_Problem_: Only lines containing the string "below" belong in the answer; copy all of them from the entries.

_Region pointing data_:

┌──

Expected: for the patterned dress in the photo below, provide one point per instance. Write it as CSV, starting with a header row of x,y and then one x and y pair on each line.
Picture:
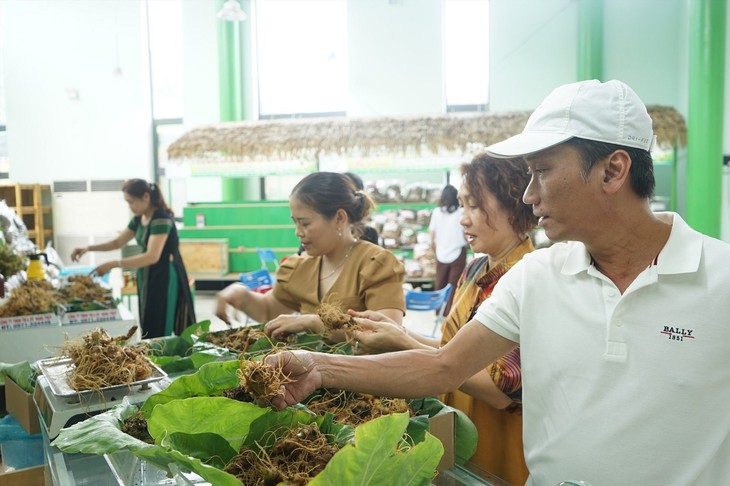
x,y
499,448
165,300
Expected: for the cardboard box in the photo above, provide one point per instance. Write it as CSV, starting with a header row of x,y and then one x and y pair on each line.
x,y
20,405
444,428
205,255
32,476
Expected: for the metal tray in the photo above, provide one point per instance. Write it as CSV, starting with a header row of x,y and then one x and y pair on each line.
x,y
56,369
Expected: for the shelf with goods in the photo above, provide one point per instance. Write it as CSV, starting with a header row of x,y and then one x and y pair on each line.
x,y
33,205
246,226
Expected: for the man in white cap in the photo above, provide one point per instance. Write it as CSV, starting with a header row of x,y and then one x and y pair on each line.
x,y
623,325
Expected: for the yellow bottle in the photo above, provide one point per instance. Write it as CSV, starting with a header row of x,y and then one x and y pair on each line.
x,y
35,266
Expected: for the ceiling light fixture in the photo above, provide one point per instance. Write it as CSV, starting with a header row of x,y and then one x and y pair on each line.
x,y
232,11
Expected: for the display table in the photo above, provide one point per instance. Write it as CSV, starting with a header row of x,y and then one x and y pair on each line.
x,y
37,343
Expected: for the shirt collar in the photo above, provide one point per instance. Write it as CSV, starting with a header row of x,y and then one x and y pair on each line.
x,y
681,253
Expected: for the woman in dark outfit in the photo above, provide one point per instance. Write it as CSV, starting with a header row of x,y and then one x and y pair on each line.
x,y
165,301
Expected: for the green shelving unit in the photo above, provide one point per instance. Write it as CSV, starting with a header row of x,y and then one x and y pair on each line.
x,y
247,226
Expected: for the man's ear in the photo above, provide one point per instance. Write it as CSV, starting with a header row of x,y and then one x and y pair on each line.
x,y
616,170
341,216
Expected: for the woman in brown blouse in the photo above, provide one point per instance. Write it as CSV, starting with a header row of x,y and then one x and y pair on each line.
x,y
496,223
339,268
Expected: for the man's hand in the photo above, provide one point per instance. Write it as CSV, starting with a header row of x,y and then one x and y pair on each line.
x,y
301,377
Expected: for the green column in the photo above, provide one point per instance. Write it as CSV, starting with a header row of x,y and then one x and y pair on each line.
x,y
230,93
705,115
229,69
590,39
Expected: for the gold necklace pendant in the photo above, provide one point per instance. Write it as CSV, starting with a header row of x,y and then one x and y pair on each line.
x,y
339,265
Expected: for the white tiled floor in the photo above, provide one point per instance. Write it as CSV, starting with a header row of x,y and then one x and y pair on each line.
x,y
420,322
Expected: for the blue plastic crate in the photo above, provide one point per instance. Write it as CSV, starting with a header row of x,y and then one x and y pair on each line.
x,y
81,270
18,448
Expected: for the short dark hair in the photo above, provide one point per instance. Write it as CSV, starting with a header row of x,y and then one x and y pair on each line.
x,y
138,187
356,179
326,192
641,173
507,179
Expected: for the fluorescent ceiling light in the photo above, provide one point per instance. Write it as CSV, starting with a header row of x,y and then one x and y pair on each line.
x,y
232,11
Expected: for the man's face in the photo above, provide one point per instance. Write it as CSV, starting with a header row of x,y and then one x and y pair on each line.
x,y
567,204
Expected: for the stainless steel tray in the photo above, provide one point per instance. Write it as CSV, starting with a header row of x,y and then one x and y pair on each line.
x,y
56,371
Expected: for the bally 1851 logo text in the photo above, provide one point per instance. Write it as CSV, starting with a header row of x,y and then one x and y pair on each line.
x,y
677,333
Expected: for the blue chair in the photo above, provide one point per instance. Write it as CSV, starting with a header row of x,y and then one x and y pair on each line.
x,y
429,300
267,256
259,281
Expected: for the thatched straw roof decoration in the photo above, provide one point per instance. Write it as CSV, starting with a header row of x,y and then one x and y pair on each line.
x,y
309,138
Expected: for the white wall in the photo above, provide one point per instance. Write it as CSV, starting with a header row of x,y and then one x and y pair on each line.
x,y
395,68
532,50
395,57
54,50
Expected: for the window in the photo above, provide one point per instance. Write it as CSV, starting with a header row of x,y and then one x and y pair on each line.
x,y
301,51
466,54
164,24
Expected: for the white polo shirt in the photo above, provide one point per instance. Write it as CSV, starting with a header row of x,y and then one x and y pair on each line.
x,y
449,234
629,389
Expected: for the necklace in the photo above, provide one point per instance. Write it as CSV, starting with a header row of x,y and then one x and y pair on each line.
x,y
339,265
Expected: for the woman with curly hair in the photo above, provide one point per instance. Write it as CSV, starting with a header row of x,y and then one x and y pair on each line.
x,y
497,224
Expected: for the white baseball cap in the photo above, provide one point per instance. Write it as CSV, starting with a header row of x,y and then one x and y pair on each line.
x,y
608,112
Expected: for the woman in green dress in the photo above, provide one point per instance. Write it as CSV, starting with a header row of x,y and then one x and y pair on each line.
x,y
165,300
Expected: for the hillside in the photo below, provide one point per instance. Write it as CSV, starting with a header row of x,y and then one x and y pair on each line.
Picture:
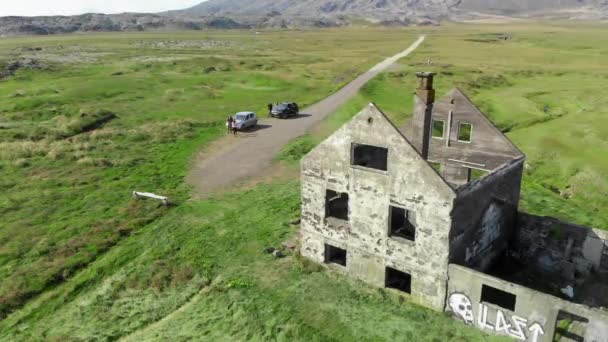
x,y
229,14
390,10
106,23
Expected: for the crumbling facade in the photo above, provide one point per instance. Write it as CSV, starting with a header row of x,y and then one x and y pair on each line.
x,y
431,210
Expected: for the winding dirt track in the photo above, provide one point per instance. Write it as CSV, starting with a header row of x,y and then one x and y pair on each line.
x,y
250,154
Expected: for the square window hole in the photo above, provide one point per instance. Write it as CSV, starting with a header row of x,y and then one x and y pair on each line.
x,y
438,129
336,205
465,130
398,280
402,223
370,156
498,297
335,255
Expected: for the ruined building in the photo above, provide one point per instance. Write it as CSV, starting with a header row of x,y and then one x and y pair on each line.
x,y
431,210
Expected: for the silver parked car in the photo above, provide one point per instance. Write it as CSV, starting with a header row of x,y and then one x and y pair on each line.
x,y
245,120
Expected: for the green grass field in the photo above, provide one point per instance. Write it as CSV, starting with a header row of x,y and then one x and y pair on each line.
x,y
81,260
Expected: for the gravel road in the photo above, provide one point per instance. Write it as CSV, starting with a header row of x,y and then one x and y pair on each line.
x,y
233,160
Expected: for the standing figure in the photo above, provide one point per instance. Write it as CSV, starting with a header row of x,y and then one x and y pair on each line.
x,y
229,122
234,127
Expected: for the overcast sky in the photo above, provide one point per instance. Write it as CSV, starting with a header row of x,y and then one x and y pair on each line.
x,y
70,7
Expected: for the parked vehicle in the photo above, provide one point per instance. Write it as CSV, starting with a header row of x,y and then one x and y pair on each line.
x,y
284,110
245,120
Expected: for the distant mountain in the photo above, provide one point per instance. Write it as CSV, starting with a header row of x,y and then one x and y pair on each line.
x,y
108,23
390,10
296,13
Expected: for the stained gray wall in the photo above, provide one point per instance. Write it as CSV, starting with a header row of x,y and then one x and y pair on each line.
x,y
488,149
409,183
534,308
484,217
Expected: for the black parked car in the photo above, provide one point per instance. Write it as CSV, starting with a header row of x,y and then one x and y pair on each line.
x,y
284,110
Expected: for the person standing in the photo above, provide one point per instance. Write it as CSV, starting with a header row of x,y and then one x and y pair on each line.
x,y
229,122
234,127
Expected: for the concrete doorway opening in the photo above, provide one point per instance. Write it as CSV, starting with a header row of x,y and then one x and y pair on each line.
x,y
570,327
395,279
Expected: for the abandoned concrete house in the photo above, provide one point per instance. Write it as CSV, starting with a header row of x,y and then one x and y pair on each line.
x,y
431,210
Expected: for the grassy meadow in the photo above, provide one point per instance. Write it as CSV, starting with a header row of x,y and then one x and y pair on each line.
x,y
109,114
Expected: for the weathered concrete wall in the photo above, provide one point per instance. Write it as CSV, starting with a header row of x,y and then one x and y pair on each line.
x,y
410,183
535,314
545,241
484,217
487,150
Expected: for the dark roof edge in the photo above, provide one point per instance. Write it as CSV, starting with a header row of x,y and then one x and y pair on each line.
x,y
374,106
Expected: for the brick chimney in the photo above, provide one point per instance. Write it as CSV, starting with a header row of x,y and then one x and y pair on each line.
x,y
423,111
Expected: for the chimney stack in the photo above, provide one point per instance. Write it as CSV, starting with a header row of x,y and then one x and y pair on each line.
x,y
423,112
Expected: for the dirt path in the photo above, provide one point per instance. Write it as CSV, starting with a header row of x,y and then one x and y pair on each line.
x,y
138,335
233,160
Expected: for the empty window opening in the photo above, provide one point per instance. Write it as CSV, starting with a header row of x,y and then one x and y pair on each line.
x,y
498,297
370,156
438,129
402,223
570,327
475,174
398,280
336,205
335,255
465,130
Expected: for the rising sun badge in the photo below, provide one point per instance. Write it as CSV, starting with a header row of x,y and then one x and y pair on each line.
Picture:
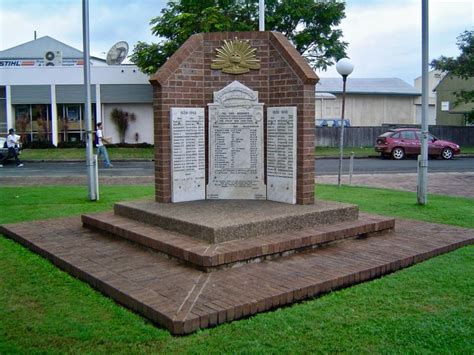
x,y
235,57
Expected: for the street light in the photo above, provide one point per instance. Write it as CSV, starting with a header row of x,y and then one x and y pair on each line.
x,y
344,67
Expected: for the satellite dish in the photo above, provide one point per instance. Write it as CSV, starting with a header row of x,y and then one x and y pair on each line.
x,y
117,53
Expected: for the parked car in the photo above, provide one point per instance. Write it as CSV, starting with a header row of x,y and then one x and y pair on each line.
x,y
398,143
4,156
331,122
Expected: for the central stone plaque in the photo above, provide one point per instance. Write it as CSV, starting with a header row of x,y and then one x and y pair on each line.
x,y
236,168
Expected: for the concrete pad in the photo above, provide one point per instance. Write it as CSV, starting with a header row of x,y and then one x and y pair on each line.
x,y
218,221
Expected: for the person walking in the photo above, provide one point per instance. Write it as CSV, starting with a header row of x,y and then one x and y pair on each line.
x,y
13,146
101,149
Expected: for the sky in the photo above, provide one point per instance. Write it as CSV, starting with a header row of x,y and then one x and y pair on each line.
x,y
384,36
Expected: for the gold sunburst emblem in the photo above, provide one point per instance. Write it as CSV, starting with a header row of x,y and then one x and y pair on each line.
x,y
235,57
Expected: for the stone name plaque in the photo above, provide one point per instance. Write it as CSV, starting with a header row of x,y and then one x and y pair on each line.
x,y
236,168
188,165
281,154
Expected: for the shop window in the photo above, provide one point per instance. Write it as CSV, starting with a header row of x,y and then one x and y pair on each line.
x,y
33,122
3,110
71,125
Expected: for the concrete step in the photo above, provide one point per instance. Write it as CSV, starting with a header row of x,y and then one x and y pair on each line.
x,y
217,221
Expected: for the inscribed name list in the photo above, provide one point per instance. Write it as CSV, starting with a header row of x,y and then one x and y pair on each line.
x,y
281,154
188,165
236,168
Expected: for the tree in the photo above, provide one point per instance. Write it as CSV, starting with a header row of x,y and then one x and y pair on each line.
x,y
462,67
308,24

└──
┌──

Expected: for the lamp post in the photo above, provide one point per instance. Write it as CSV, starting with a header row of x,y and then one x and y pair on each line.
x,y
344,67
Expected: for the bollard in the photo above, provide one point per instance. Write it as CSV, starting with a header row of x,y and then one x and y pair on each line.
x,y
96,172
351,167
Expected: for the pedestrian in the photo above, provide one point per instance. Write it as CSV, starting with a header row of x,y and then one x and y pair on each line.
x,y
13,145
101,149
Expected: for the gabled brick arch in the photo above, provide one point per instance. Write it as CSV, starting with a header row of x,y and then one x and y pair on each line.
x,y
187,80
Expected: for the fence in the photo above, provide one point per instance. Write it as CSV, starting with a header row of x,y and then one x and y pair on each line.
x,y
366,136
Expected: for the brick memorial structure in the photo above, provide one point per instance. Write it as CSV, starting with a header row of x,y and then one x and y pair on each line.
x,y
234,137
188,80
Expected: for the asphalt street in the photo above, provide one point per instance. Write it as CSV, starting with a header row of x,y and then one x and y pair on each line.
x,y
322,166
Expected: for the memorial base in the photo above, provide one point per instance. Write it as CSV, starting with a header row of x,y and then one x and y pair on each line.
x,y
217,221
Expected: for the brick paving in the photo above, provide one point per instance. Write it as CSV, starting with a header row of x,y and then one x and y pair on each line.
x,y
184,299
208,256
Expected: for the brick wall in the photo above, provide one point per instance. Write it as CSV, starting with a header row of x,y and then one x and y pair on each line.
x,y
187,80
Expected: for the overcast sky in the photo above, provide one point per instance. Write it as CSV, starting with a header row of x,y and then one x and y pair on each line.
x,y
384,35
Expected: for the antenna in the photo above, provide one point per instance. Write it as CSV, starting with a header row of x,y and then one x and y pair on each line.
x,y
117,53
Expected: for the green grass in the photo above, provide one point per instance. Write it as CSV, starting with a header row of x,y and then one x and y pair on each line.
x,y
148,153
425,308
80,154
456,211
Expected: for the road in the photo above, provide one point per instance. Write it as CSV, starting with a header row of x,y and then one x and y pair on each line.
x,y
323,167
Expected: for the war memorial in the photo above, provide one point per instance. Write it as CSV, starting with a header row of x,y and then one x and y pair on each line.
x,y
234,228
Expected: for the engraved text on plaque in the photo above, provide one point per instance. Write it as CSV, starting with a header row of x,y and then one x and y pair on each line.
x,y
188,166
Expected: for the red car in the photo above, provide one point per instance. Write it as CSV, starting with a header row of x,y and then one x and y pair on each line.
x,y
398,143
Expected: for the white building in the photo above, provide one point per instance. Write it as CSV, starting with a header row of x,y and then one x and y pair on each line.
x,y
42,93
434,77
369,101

└──

_Problem solution_:
Expected: for the patterned dress in the photo below, provide one point per instance. Write it as CSV, starting with a header row of x,y and then one x and y pair on each line.
Expected: for the hillside in the photo below, provide one point per instance. Write it as CSV, starting with a header row of x,y and then one x and y pair on each line.
Expected: for the rising sun badge in the photo below, provide one point per instance. Write it as CSV, starting with a header row of x,y and then one x and y pair on each line.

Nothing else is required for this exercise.